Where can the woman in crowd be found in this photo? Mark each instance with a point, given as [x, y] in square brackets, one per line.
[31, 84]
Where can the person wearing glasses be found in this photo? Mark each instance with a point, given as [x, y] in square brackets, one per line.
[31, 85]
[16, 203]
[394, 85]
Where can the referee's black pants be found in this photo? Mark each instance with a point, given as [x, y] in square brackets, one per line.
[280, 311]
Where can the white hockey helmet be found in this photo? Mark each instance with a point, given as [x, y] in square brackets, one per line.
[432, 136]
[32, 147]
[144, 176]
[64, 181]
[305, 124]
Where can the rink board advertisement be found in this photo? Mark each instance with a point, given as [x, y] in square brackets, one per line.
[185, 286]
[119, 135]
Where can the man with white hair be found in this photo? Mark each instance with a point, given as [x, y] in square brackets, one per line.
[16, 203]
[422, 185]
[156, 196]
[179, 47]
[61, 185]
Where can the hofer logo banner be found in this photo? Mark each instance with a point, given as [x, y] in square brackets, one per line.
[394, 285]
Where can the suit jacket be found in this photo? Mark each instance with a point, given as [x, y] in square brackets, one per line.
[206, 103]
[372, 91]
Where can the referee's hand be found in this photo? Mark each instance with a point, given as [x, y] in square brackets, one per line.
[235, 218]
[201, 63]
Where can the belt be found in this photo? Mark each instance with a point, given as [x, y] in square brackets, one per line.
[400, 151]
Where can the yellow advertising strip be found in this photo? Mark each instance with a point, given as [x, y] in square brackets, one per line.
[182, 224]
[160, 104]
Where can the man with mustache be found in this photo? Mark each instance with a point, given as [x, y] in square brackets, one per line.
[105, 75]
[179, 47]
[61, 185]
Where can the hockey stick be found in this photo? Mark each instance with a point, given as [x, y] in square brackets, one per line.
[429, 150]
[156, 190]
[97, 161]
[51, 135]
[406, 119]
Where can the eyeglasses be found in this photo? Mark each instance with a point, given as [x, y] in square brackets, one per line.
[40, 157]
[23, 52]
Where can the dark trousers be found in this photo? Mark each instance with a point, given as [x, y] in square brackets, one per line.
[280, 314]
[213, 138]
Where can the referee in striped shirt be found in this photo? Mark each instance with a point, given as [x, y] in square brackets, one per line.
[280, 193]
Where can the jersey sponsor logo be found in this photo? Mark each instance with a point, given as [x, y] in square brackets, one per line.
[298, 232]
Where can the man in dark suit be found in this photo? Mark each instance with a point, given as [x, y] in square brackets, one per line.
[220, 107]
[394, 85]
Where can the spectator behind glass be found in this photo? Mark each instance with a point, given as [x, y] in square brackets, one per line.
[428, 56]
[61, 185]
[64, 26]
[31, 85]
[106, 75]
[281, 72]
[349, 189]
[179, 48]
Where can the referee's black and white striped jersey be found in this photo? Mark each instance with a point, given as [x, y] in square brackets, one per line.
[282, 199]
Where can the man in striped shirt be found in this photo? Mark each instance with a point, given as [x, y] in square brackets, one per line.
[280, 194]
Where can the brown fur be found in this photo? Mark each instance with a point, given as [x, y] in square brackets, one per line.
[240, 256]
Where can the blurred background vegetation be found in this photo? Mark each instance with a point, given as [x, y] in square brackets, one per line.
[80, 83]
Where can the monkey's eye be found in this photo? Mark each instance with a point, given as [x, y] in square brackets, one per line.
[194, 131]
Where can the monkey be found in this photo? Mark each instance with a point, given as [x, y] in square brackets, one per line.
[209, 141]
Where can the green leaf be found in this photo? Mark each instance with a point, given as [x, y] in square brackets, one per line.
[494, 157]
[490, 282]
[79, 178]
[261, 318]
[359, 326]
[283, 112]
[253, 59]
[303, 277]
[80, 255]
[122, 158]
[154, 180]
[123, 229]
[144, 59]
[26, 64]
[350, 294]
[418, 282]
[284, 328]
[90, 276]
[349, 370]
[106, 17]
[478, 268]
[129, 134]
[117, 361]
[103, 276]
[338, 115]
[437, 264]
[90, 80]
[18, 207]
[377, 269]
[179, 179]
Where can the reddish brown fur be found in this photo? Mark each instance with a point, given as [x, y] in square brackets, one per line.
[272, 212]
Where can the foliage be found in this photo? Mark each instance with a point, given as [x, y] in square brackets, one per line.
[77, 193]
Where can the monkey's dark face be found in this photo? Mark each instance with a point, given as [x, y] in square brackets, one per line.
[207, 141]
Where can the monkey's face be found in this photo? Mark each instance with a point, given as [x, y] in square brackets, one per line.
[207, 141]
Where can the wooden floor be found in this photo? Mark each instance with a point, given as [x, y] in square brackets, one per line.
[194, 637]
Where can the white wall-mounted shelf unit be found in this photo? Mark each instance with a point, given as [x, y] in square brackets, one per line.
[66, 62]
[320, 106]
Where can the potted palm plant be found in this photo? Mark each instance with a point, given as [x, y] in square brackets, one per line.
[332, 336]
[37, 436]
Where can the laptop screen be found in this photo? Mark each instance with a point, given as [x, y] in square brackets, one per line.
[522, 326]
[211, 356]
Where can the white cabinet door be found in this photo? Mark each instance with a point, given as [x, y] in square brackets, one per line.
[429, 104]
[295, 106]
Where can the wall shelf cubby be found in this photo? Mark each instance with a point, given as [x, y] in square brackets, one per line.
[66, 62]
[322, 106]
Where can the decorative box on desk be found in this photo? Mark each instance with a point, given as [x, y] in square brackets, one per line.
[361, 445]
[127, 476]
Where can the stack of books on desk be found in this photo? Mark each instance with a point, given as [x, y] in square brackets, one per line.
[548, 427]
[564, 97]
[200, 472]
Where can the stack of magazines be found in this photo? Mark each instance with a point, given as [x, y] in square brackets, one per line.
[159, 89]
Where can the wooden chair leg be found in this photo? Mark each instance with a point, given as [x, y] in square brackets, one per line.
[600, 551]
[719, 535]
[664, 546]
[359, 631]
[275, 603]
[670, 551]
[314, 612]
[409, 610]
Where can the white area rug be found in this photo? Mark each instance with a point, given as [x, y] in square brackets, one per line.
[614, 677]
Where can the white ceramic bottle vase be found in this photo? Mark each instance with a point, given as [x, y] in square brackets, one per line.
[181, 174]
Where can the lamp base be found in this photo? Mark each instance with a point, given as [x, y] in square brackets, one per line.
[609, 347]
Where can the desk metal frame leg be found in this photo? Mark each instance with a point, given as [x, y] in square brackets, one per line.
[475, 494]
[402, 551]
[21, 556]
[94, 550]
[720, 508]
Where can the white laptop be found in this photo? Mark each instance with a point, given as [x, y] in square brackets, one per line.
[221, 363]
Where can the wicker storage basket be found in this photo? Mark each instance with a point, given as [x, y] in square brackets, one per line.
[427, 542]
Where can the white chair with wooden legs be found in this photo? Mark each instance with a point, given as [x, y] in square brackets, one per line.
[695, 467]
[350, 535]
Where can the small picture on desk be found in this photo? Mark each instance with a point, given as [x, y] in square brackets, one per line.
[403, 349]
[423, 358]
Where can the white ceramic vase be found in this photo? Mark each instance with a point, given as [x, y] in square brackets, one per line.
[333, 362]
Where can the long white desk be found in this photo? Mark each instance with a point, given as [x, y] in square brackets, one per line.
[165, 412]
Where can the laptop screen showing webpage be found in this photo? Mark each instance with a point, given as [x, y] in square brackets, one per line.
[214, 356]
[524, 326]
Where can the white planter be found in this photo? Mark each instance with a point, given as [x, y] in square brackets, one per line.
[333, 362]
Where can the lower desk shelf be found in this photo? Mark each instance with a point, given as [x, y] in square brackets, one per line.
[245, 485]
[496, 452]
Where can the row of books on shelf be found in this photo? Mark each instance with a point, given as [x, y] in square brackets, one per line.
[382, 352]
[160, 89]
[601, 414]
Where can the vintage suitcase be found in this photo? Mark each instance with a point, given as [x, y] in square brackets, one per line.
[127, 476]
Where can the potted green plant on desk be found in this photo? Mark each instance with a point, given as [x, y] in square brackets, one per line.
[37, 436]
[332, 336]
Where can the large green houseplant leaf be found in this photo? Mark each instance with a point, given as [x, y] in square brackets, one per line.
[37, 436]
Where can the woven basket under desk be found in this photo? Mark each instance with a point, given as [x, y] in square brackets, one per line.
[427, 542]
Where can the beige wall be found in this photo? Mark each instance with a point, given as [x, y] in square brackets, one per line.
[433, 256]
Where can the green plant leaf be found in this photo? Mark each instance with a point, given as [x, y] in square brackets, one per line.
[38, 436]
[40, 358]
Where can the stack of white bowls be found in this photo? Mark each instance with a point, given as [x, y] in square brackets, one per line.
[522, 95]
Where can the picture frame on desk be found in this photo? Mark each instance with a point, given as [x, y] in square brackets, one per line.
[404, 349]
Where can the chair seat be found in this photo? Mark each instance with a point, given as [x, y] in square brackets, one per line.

▶ _TASK TO CARRY OUT_
From the line containing "Where can the stack of white" down to the last line, reproduce the records exactly. Include both ends.

▶ _FINISHED TASK_
Where can the stack of white bowls be found in this photo? Mark each instance with a point, given as [x, y] in square brackets, one per line.
[522, 95]
Where can the picture frame on desk be found in this photo? Mark each instance with a point, given as [x, y] in square brackets, one per line.
[404, 349]
Where can the chair seat be found in this photo? Mark each instance with a point, given as [x, y] in square brackets, one per line.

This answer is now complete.